Objective: Count the lines in the items below that contain the string "stripe", treating uppercase and lowercase as distinct, and give only the number.

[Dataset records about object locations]

────────────────────────────────────────

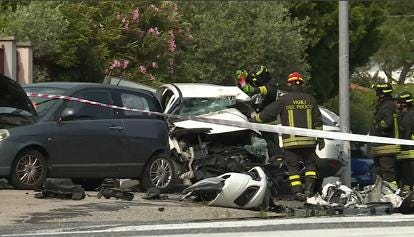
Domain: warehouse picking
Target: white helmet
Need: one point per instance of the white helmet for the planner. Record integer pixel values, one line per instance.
(247, 191)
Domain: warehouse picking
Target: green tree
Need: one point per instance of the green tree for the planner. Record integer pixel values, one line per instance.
(238, 35)
(397, 50)
(42, 24)
(322, 34)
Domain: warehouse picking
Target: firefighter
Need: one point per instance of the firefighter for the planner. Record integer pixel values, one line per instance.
(405, 159)
(260, 82)
(385, 124)
(297, 109)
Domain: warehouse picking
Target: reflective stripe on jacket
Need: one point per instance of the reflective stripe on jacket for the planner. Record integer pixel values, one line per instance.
(406, 125)
(385, 124)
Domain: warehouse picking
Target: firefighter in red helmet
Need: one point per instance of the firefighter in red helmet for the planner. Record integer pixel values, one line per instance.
(297, 109)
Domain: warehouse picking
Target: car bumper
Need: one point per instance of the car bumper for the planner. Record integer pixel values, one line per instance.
(8, 151)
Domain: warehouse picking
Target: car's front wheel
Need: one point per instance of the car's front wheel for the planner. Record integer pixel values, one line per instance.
(29, 170)
(159, 173)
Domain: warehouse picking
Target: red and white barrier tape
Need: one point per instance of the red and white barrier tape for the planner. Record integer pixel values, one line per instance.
(253, 126)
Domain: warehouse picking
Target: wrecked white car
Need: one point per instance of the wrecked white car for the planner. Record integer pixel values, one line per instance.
(205, 150)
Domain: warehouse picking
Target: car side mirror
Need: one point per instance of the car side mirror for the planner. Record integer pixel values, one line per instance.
(67, 114)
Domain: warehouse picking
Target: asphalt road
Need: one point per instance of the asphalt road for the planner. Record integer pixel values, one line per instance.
(23, 215)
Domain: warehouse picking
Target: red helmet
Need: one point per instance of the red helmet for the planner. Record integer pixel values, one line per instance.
(295, 77)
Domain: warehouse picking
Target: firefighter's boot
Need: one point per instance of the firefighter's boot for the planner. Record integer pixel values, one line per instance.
(310, 186)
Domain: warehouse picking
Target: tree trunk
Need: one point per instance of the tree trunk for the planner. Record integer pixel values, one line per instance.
(403, 75)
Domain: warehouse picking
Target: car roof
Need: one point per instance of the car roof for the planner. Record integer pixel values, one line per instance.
(71, 86)
(205, 90)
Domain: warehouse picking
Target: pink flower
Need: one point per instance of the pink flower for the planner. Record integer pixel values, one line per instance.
(154, 8)
(115, 64)
(126, 25)
(142, 69)
(171, 42)
(153, 31)
(125, 64)
(135, 15)
(140, 33)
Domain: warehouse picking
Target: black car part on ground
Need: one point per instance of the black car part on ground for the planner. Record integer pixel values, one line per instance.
(110, 188)
(51, 190)
(309, 210)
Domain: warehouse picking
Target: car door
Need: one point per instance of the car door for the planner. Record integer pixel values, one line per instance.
(89, 144)
(144, 134)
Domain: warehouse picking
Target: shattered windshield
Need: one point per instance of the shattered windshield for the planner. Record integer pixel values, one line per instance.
(10, 117)
(198, 106)
(42, 105)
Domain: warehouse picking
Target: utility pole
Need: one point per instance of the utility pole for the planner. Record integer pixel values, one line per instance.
(344, 87)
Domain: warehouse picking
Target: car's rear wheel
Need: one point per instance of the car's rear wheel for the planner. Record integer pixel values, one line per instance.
(29, 170)
(159, 173)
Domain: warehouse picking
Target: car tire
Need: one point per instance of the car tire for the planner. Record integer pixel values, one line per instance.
(88, 184)
(29, 170)
(159, 173)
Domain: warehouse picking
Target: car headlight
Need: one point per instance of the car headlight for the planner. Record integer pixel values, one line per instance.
(4, 133)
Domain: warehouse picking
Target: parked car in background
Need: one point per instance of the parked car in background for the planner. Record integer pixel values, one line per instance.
(110, 80)
(68, 139)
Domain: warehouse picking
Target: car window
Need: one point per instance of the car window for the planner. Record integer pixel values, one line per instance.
(198, 106)
(43, 105)
(89, 111)
(134, 101)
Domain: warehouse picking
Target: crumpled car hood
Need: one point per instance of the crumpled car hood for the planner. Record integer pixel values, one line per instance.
(226, 114)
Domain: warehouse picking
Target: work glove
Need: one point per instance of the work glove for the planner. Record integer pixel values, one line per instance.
(253, 117)
(248, 89)
(321, 143)
(276, 162)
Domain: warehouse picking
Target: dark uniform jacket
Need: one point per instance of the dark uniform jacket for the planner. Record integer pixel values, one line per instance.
(385, 124)
(269, 91)
(296, 109)
(406, 124)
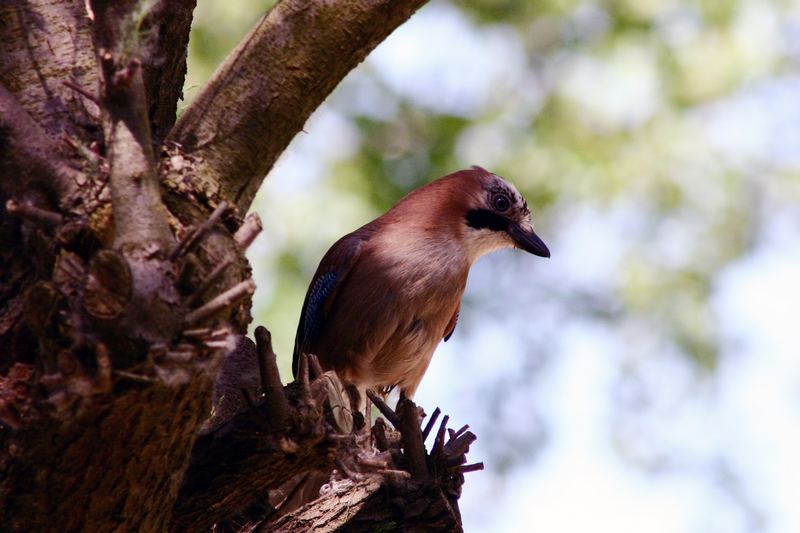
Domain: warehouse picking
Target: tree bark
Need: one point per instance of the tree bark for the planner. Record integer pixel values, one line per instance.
(261, 96)
(125, 288)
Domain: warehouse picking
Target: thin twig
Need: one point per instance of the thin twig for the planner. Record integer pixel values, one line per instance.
(315, 366)
(385, 410)
(249, 230)
(225, 300)
(212, 278)
(430, 423)
(33, 213)
(191, 239)
(439, 442)
(471, 468)
(80, 90)
(271, 386)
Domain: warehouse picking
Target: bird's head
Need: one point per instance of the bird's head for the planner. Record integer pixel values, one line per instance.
(496, 215)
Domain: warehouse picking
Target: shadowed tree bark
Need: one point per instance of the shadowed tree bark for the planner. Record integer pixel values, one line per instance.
(125, 291)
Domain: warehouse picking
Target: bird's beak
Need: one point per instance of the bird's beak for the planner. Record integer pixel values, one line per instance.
(526, 239)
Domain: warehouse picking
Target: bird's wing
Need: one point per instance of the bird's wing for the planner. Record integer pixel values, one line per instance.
(451, 326)
(331, 273)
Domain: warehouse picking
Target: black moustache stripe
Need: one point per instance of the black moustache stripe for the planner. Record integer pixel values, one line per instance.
(485, 219)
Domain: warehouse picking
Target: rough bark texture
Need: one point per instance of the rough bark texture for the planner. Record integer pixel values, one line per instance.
(259, 99)
(373, 505)
(125, 288)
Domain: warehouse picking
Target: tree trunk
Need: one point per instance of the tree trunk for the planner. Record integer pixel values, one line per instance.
(125, 287)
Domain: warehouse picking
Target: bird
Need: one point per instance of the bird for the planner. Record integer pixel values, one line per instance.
(385, 295)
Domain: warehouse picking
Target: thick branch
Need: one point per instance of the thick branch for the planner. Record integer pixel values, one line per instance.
(45, 43)
(167, 27)
(140, 218)
(374, 505)
(278, 75)
(28, 155)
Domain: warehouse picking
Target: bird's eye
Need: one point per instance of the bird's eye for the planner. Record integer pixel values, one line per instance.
(501, 202)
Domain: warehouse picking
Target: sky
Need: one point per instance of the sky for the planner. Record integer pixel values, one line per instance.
(593, 434)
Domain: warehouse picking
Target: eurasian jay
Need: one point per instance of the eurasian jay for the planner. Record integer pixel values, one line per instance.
(385, 295)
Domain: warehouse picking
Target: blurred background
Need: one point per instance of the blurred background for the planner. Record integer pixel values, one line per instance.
(647, 377)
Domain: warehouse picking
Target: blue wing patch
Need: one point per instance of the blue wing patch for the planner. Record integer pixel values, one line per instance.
(312, 319)
(450, 333)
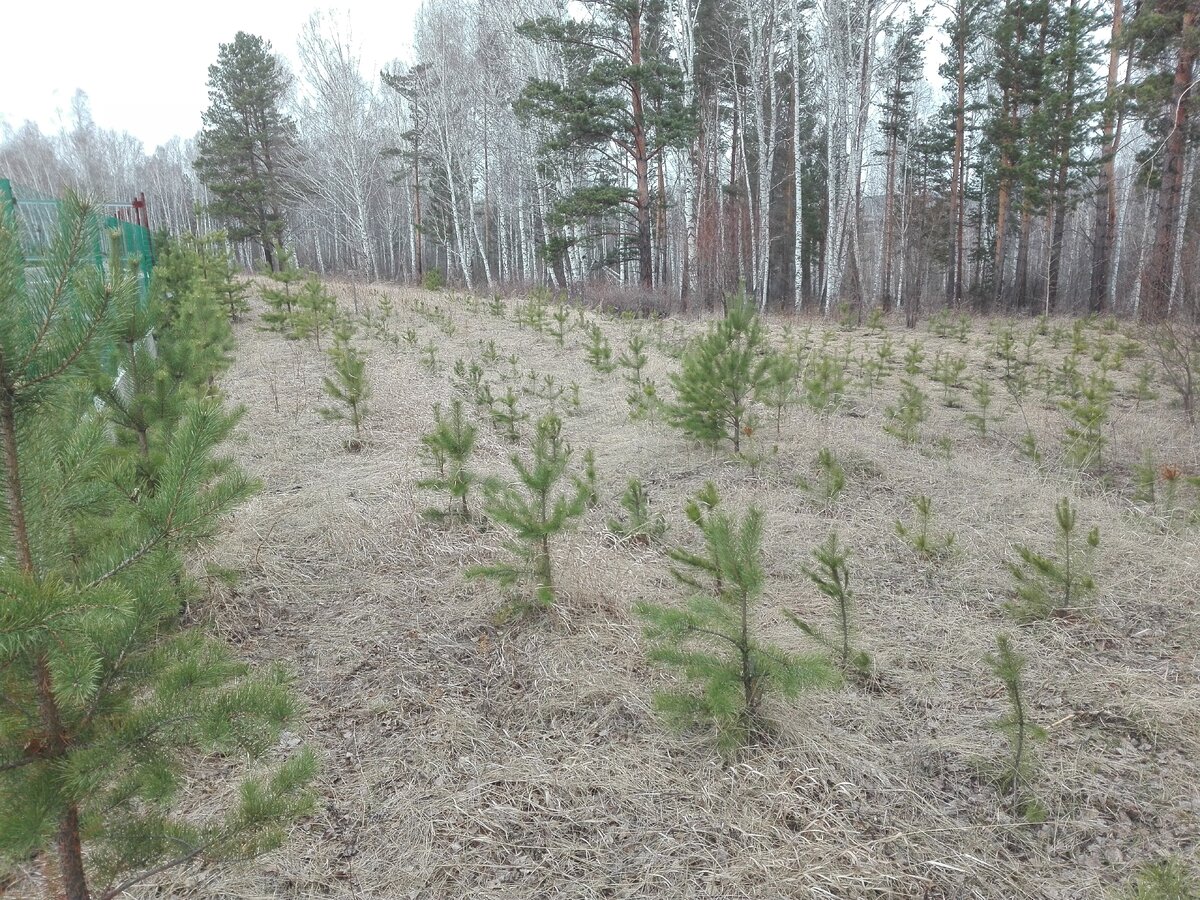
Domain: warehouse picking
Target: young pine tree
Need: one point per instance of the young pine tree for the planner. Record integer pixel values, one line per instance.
(449, 447)
(832, 579)
(1015, 725)
(282, 299)
(713, 641)
(545, 505)
(315, 312)
(1048, 585)
(721, 376)
(107, 697)
(349, 387)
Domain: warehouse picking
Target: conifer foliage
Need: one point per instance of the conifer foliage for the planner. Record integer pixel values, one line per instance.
(1049, 585)
(348, 387)
(714, 642)
(107, 697)
(831, 575)
(546, 504)
(449, 447)
(721, 375)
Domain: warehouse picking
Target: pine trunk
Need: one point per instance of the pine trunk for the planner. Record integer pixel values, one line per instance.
(1158, 274)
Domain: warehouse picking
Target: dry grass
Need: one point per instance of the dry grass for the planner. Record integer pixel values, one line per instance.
(469, 759)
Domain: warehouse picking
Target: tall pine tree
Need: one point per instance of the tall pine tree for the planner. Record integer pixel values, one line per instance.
(247, 141)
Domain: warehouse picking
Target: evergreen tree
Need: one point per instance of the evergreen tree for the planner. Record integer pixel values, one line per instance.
(534, 515)
(450, 447)
(282, 299)
(348, 387)
(622, 91)
(714, 642)
(1008, 665)
(107, 697)
(720, 377)
(832, 579)
(1047, 585)
(247, 141)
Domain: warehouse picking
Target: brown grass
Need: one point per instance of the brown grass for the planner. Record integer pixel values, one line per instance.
(468, 759)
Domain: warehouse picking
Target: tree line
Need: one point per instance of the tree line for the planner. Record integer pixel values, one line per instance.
(803, 148)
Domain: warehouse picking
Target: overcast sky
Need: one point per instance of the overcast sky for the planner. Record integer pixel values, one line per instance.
(144, 65)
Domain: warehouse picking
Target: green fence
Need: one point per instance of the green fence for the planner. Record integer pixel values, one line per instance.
(118, 226)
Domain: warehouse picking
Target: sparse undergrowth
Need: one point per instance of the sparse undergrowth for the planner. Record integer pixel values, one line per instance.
(540, 736)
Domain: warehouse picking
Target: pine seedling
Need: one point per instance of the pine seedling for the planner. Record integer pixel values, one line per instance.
(713, 641)
(507, 417)
(430, 358)
(634, 359)
(780, 384)
(1008, 665)
(108, 700)
(639, 525)
(1167, 879)
(282, 299)
(831, 479)
(905, 418)
(349, 388)
(832, 579)
(545, 504)
(982, 395)
(1089, 413)
(449, 447)
(919, 535)
(825, 382)
(1045, 586)
(720, 377)
(598, 351)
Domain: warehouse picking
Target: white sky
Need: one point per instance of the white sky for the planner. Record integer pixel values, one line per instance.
(144, 65)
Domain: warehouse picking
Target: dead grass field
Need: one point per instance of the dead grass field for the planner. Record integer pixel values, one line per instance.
(467, 759)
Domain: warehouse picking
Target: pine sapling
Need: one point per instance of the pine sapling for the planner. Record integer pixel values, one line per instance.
(713, 641)
(721, 376)
(349, 388)
(507, 417)
(1047, 586)
(921, 537)
(905, 418)
(639, 525)
(544, 505)
(1015, 725)
(449, 447)
(832, 579)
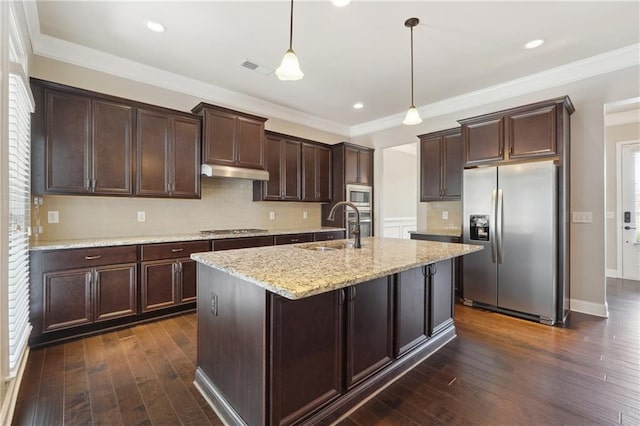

────────────────────────────────────────

Expected answer: 4